EXCERPT
· · ·

Before I realised it she was already gone and down the hallway. I didn't get to kiss her or tell her how much I love her and what a brave little girl she being. But I knew that it would be okay. I was happy that she left the room happy and distracted. I would have hated if I prolonged the good-bye and she really got nervous and I had to listen to them drag her down the hall..

When Ellen and I got out front Bobby was standing there pacing.. Unsure of what to expect or how long we would have to just sit and wait. Bobby needed a distraction, so we sent him to QT to get drinks. By the time he got back to the surgery center we had already been waiting about 15 minutes. Bobby was past his angry/nervous stage and had moved on to his more "relaxed" nervous stage which is stupid "worse case scenario" jokes. Yea, no thanks!
Finally the nurse came out and got us. Only 2 at a time so Bobby and I went first. Chloe was crying. I was so sad for her. My eyes teared up and it was taking all of my strength to be strong for my little girl. I walked behind the curtain and she cried for me to hold her. As I made my way around the hospital bed to the chair, my eye were glued on Chloe. Her hair was a mess, her gown was tangled up around her, a pink bandage was trying its best to hold her IV in her little hand, her face red and full of tears. I know she just had her tonsils removed but for some reason my brain wouldn't register that fact. I examined her, I counted fingers and toes, made sure her nose was still symmetric with her face, made sure her eyes were still blue. Maybe to you it sounds silly, and maybe it is. I know, I know, I know it was just her tonsils for crying out loud, but for some reason I thought she would look different, altered, like you would be able to look at her and know that this little girl just had a surgery and they removed a little part of her. But there she was in my arms crying her heart out as she came out of anesthesia looking just like my beautiful little girl.
As I held her she cried and asked my why I let her go with the "mean" doctor. I asked her why the doctor was mean and without a beat, through her alligator tears she told me how that mean doctor made her stop breathing. My heart melted for her. She cried for me to hold her, but I already was. The nurse came over to me and put her arms around me in an affectionate I know how you're feeling kind of way, and I just sat there and rocked my little girl. Bobby was starting to get anxious again. She was crying, coughing, hysterical really and there was nothing he could do. The nurse gave Bobby a Popsicle to try to feed to Chloe, but she wouldn't have it. He tried apple juice and water and she refused both of them. So he did the only thing he could, went and got Ellen.
We sat in the recovery area for about a half hour. We all kept trying to push the fluids. We weren't allowed to leave until she swallowed something. When she finally calmed down enough to speak coherently she asked for water. She drank about 5 sips which made the nurse happy. We struggled to get Chloe dressed and to the car. The more the anesthesia wore off, the calmer she became. Although, she couldn't figure out why her throat hurt. It didn't hurt before she went inside and now she cant swallow, and it hurts to talk.
She spent the next 4 days sleeping it off. Day 5 was Sophie's birthday and I tried really hard to get her up and moving with only 2 days left until Christmas. I started to see a little bit of Chloe coming out of her by Christmas eve, and by Christmas she wasn't back to her old self but she was more then half way there. Finally 9 days after her surgery she is back to her old self. Eating, drinking, playing, screaming, being a happy confident 3 year old going on 30.

· · ·

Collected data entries
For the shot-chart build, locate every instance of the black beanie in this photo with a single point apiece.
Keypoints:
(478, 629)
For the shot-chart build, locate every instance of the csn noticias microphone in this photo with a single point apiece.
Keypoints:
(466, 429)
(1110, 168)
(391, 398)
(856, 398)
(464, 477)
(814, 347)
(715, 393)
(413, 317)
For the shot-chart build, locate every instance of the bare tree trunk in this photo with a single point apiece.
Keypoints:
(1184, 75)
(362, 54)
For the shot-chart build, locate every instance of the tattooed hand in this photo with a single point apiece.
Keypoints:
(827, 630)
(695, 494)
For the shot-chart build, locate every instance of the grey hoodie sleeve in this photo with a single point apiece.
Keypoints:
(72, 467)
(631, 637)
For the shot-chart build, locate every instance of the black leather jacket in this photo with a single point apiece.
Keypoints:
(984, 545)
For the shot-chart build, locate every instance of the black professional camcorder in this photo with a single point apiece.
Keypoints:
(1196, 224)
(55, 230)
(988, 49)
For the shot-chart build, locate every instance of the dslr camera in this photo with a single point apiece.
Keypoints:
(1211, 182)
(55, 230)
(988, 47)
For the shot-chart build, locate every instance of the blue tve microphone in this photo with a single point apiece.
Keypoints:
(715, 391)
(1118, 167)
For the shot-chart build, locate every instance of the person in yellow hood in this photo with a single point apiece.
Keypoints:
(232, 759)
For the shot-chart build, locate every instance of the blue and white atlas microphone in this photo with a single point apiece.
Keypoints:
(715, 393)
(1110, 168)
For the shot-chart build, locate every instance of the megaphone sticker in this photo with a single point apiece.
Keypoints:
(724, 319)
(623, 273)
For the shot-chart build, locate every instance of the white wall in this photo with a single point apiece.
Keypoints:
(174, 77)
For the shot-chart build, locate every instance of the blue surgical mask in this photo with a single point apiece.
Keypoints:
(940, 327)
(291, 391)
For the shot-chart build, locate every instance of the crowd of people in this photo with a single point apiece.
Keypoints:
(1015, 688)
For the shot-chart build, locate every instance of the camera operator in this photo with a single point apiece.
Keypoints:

· · ·

CHECK YOUR UNDERSTANDING
a – Name every person the account of Chloe's tonsil surgery mentions by name.
b – In the account of Chloe's tonsil surgery, how long did the family sit in the recovery area?
c – From the account of Chloe's tonsil surgery, copy the passage that begins at the words "She spent the" and stops after the words "going on 30.".

RESPONSES TO THE EXERCISE
a – Ellen, Bobby, Chloe, Sophie

b – About a half hour.

c –
She spent the next 4 days sleeping it off. Day 5 was Sophie's birthday and I tried really hard to get her up and moving with only 2 days left until Christmas. I started to see a little bit of Chloe coming out of her by Christmas eve, and by Christmas she wasn't back to her old self but she was more then half way there. Finally 9 days after her surgery she is back to her old self. Eating, drinking, playing, screaming, being a happy confident 3 year old going on 30.